◆ Do this ◆
Copy out all of the items below, switching each "Isolate" to "Locate" and leaving everything else as it is.

◆ Input rows ◆
"""

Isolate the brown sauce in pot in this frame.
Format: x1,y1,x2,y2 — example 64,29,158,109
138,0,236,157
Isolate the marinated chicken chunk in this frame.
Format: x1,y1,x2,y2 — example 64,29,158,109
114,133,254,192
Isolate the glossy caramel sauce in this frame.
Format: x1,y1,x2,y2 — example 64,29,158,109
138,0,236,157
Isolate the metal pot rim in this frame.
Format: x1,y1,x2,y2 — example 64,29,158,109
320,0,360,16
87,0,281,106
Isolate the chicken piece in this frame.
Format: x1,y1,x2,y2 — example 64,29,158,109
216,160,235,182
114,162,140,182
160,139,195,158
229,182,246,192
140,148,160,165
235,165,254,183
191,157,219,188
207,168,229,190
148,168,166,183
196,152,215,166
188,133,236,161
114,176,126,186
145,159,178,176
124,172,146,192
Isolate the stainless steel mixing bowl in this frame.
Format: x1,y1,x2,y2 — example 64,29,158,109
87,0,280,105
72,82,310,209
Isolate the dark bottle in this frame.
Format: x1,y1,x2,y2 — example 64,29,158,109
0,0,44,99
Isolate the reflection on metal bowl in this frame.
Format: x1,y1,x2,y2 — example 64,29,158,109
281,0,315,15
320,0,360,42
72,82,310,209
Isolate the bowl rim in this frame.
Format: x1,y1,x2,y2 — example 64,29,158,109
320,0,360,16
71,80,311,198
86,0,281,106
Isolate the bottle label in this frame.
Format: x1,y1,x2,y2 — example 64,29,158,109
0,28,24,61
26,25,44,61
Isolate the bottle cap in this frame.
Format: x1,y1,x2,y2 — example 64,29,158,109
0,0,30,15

"""

◆ Response ◆
Locate the brown sauce in pot in this frame.
Format: x1,y1,x2,y2 — example 64,29,158,109
138,0,236,157
Locate the marinated chicken chunk in this frame.
Format: x1,y1,x2,y2 — example 64,29,158,109
114,133,254,192
Locate the glossy caramel sauce in this frame.
Format: x1,y1,x2,y2 — example 64,29,158,109
138,0,236,157
Locate the metal pot rim in this frame.
Format: x1,y1,x2,y2 — example 64,29,158,109
320,0,360,16
87,0,281,106
Locate the chicken piece in this frame.
Format: x1,y1,x2,y2 — example 64,29,158,109
216,160,235,182
114,162,140,182
160,139,195,158
229,182,246,192
140,148,160,165
235,165,254,183
191,157,219,188
207,168,229,190
148,168,166,183
196,152,215,166
188,133,236,161
114,176,126,186
145,159,178,176
124,172,146,192
Locate the stainless steel mixing bowl in this frame.
Format: x1,y1,x2,y2 — example 64,29,158,109
87,0,280,105
72,82,310,209
Locate the dark bottle in this frame.
Format: x1,y1,x2,y2 — example 64,29,158,109
0,0,44,99
Locate the reflection on metal bowl in this frame.
Format: x1,y1,x2,y2 — example 64,29,158,109
281,0,315,15
320,0,360,42
72,82,310,209
Locate the bowl rim in this frame.
Format: x1,y1,x2,y2 — example 64,29,158,109
320,0,360,16
71,80,311,198
86,0,281,106
Locate the bottle label in this frame.
Format: x1,y1,x2,y2 — example 64,29,158,109
0,28,24,61
26,25,44,61
Locate the bottle cap in this frame.
Format: x1,y1,x2,y2 — example 64,29,158,109
0,0,30,15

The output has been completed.